» **Extracted material**:
>>>>>

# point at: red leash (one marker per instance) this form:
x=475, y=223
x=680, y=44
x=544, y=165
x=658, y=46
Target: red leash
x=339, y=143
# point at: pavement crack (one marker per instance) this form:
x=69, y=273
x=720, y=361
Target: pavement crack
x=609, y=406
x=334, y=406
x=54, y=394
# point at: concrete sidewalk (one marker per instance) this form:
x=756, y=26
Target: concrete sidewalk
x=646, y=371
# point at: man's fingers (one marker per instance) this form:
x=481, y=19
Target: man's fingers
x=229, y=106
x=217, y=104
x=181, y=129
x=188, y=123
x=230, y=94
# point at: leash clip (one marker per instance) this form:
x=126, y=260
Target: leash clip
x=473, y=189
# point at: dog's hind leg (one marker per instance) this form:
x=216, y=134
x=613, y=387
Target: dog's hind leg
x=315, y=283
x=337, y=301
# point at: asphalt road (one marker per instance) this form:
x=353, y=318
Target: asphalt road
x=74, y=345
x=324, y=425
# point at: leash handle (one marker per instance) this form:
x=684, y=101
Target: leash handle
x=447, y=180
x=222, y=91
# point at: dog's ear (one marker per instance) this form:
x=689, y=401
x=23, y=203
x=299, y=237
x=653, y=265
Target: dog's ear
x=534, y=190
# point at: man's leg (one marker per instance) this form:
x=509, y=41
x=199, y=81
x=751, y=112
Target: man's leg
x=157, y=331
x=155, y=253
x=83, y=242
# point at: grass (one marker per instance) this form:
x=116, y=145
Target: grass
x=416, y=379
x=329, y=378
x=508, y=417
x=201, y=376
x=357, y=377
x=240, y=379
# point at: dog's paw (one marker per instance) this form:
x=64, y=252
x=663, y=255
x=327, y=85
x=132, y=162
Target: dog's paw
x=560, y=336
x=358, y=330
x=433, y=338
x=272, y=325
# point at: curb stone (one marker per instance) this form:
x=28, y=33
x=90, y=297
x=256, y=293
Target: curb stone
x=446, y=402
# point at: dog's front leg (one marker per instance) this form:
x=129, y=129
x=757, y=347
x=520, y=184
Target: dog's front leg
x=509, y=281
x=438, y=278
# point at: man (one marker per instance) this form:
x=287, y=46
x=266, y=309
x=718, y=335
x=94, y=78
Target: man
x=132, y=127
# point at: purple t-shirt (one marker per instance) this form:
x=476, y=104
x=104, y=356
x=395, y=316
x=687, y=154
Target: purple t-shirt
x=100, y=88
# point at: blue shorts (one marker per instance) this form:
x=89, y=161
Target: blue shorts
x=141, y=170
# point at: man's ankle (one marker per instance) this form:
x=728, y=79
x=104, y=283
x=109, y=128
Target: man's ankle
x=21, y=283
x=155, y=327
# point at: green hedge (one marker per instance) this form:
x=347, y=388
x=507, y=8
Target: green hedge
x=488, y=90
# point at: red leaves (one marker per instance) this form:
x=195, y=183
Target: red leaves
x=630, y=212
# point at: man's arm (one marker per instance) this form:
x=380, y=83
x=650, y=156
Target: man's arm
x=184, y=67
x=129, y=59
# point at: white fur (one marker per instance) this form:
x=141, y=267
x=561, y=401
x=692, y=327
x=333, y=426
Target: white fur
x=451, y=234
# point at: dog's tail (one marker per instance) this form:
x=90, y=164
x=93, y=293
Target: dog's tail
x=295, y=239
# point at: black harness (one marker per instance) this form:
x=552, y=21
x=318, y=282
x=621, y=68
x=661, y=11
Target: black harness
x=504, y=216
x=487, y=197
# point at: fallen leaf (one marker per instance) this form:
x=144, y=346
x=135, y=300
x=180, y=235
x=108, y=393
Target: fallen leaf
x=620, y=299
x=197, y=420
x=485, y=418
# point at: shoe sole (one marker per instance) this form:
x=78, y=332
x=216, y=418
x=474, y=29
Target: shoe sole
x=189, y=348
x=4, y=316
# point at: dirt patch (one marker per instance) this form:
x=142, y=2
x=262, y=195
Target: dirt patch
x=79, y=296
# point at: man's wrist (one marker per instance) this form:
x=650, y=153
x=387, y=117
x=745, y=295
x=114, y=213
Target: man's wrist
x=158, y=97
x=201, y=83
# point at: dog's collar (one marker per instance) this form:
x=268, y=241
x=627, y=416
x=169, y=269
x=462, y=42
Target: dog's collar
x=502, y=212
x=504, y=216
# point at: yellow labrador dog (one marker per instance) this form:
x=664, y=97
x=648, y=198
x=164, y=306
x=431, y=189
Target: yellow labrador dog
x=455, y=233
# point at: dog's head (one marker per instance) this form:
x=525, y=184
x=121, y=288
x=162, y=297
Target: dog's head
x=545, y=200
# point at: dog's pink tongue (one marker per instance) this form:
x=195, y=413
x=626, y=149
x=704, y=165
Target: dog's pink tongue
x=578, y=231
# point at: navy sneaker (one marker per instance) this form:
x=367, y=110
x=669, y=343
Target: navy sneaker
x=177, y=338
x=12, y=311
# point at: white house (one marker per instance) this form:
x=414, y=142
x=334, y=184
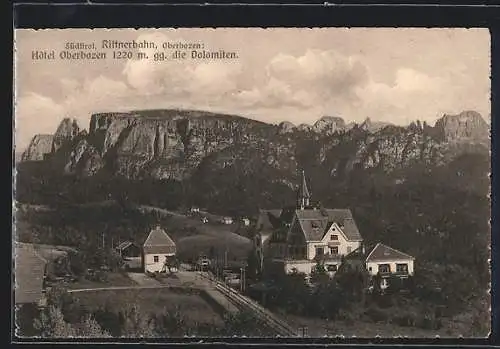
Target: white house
x=311, y=235
x=158, y=249
x=387, y=261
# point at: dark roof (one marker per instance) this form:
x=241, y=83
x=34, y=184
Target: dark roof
x=315, y=222
x=383, y=252
x=29, y=272
x=159, y=242
x=303, y=191
x=269, y=219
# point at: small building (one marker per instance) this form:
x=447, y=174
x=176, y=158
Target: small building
x=389, y=262
x=29, y=276
x=130, y=253
x=158, y=249
x=128, y=249
x=227, y=220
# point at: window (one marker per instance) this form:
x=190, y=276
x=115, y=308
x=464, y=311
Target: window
x=402, y=268
x=384, y=268
x=331, y=267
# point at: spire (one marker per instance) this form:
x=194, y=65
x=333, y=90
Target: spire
x=303, y=193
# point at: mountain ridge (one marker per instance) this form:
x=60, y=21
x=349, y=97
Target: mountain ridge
x=176, y=144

<<<<<

Scale the part of the rows that opens with the line containing "# point at: fallen" and closes with the line containing "x=485, y=418", giving every line again with the requests included. Multiply only the answer coordinates by 2.1 and round them to whole numbers, with halves rounded up, and leave the requests and their sample coordinates unchanged.

» **Exercise response**:
# point at: fallen leaf (one marker per instance) this form:
x=144, y=346
x=135, y=300
x=180, y=235
x=108, y=393
Target: fallen leaf
x=1302, y=628
x=414, y=882
x=1019, y=878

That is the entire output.